══ Extracted information ══
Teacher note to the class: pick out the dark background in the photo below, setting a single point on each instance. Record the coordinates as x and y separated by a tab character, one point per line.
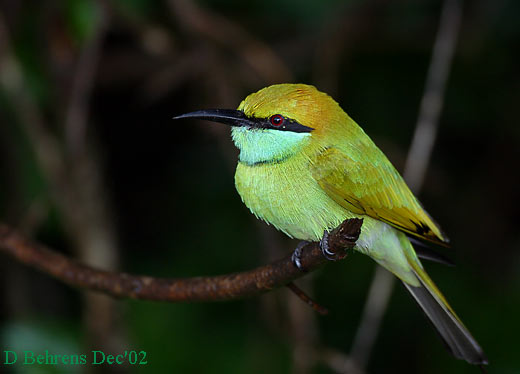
91	164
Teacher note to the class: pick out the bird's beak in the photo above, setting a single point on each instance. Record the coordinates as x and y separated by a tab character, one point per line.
227	116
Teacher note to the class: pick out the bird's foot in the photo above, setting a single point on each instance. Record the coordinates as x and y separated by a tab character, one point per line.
297	254
326	251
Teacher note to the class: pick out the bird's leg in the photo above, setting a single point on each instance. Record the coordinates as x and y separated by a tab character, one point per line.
338	253
297	254
325	248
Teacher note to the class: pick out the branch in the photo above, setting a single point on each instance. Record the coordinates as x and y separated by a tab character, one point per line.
222	287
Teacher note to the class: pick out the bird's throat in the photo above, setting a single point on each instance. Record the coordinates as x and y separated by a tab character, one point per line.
261	146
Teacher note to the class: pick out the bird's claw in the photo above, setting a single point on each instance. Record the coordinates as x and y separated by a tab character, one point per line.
325	249
297	255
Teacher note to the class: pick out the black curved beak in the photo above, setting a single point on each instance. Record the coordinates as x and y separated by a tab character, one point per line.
227	116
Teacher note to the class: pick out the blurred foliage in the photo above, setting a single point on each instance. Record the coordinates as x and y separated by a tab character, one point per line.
═══
_Short task_
Put all the rows above into a numbered list, skipping any blank lines and leaving out the pictures.

_Answer to the exercise_
1. Teacher note to the class: pick out the dark background in the photo below, setting a single point on each instance. Record the coordinates as x and y separated by a tab character, one point per line.
2. 91	164
3. Teacher note to the class: pick out the bird's beak in the photo above, setting a single point on each instance. Record the coordinates as x and y separated by a tab character, one point per line.
4. 227	116
5. Teacher note to the class: pick out the bird's foot in the photo above, setting a single point on each instance. Record the coordinates as x and y separated by a tab character, one point per line.
6. 297	254
7. 326	251
8. Teacher note to the class: pick out the bird's leg in the photo above, setting a single point on each instance. Record the coordinates as x and y separated by a tab character, one point per line.
9. 338	253
10. 297	254
11. 325	248
12. Teacher note to the class: pick out the branch in the photo above, setting a single point on each instance. Record the coordinates as x and y separated by a tab character, one point per line.
13. 222	287
14. Teacher note to the class: pick out the bird's throat in the photo above, setting a single point on each instance. Record the coordinates as x and y separated by a tab character, one point per line.
15. 261	146
16. Teacher note to the class: pick out the bird's claw in the photo above, setting a single point on each instance. Record the coordinates as x and y separated by a tab character, one point per line.
17. 325	249
18. 297	255
19. Teacher note to the class: pick out the black curved beak in the photo above, setting a single point on each instance. Record the coordinates as x and y separated by a tab character, one point per line.
20. 227	116
21. Teacher note to the class: pick out the blurred foliage in the photo above, setting a single point on each instance. Record the coordinates as x and y separated by a tab character, one point per line.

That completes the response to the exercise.